[The records start]
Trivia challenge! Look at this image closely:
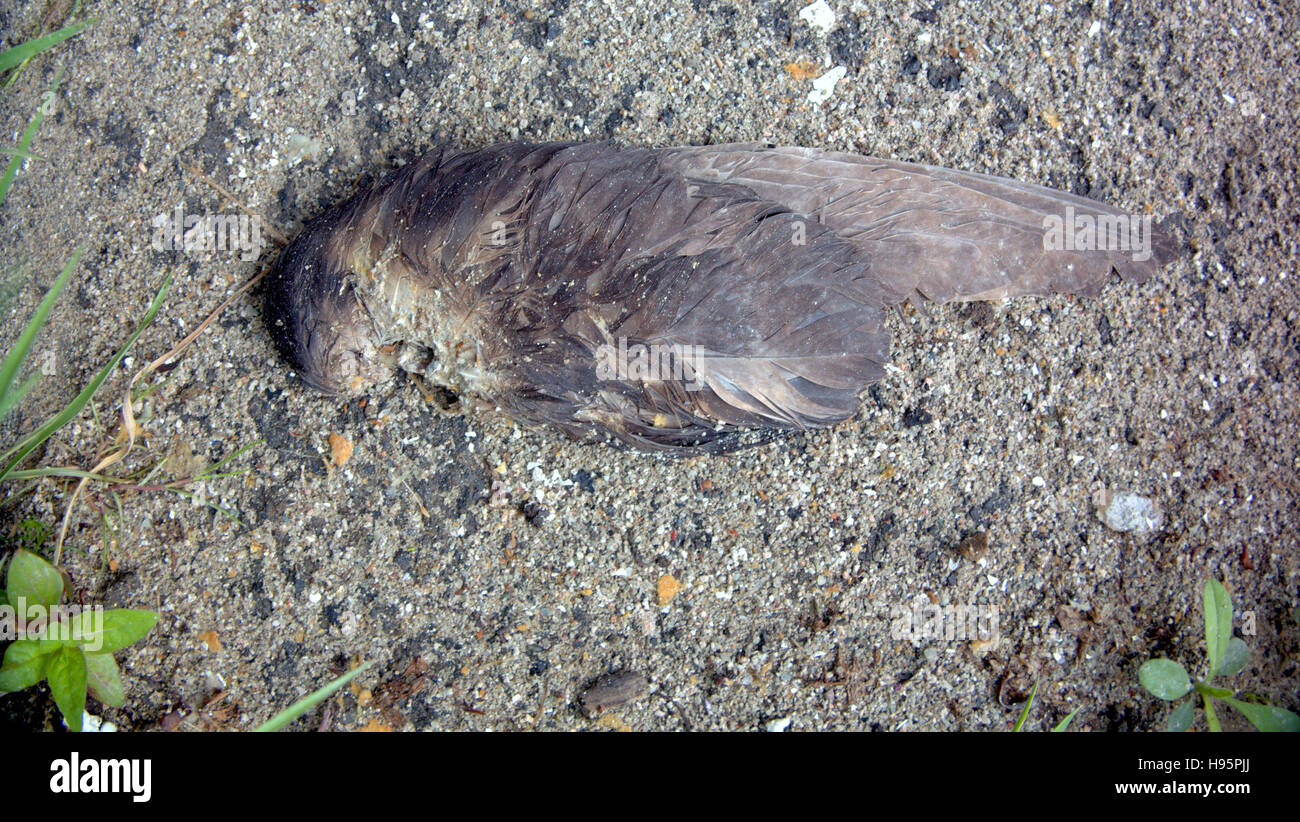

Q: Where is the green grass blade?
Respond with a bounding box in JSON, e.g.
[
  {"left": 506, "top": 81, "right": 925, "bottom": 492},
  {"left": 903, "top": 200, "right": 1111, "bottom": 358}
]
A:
[
  {"left": 0, "top": 148, "right": 49, "bottom": 163},
  {"left": 0, "top": 246, "right": 86, "bottom": 407},
  {"left": 0, "top": 274, "right": 172, "bottom": 480},
  {"left": 0, "top": 69, "right": 64, "bottom": 203},
  {"left": 0, "top": 372, "right": 40, "bottom": 419},
  {"left": 1011, "top": 683, "right": 1039, "bottom": 734},
  {"left": 0, "top": 17, "right": 99, "bottom": 72},
  {"left": 1052, "top": 708, "right": 1083, "bottom": 734},
  {"left": 255, "top": 662, "right": 371, "bottom": 734}
]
[The records end]
[Goal]: Return all of the data above word for word, leaving out the picture.

[Complete response]:
Trivia challenge! Look at this image closely:

Q: Where is the green grass blade?
Respond with a bounding box in JSON, e.g.
[
  {"left": 506, "top": 81, "right": 925, "bottom": 492},
  {"left": 903, "top": 200, "right": 1111, "bottom": 358}
]
A:
[
  {"left": 0, "top": 148, "right": 49, "bottom": 163},
  {"left": 0, "top": 246, "right": 86, "bottom": 407},
  {"left": 0, "top": 274, "right": 172, "bottom": 480},
  {"left": 0, "top": 69, "right": 64, "bottom": 203},
  {"left": 0, "top": 372, "right": 40, "bottom": 419},
  {"left": 1011, "top": 683, "right": 1039, "bottom": 734},
  {"left": 0, "top": 17, "right": 99, "bottom": 72},
  {"left": 1052, "top": 708, "right": 1083, "bottom": 734},
  {"left": 255, "top": 662, "right": 371, "bottom": 734}
]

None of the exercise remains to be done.